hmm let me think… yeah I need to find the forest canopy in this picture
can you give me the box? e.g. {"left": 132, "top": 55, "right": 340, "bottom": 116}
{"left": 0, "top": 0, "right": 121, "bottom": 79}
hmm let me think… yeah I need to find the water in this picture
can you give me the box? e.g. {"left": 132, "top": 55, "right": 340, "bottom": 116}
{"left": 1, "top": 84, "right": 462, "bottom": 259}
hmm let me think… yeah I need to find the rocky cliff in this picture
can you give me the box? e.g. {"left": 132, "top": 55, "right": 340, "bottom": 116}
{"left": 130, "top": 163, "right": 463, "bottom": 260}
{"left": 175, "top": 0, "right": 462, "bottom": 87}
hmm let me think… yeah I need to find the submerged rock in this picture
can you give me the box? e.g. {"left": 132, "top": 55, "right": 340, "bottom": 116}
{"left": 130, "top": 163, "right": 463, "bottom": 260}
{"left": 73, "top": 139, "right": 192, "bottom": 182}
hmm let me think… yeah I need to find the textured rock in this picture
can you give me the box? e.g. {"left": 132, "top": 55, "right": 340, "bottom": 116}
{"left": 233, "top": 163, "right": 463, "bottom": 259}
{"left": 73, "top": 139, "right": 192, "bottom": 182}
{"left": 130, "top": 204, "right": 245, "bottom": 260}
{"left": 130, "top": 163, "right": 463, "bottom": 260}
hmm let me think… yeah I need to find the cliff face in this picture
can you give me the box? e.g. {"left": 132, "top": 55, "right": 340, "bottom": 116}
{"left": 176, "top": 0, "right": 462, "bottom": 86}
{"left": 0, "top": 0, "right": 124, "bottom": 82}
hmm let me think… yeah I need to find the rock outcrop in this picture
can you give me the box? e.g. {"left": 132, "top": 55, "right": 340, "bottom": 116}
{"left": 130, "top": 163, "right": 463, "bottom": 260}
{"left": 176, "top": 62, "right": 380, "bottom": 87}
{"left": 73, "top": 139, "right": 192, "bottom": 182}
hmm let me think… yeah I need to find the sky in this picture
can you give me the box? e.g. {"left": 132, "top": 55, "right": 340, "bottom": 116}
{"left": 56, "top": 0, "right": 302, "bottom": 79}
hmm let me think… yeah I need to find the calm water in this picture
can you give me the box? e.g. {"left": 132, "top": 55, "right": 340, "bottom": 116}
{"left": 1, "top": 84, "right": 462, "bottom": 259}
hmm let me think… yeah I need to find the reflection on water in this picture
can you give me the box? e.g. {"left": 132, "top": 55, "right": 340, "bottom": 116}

● ● ● ● ●

- **PROMPT**: Pull every line that holds the string "this" out of the records.

- **EXERCISE ANSWER**:
hmm let me think… yeah I need to find the forest canopy in this picture
hmm let me think… yeah I need to find the water in this picture
hmm let me think… yeah I need to find the rocky cliff in this picture
hmm let me think… yeah I need to find the submerged rock in this picture
hmm let me think… yeah I need to find the textured rock in this picture
hmm let me think… yeah I need to find the cliff face in this picture
hmm let me think… yeah I need to find the rock outcrop in this picture
hmm let me think… yeah I need to find the sky in this picture
hmm let me think… yeah I need to find the calm water in this picture
hmm let me think… yeah I need to find the reflection on water in this picture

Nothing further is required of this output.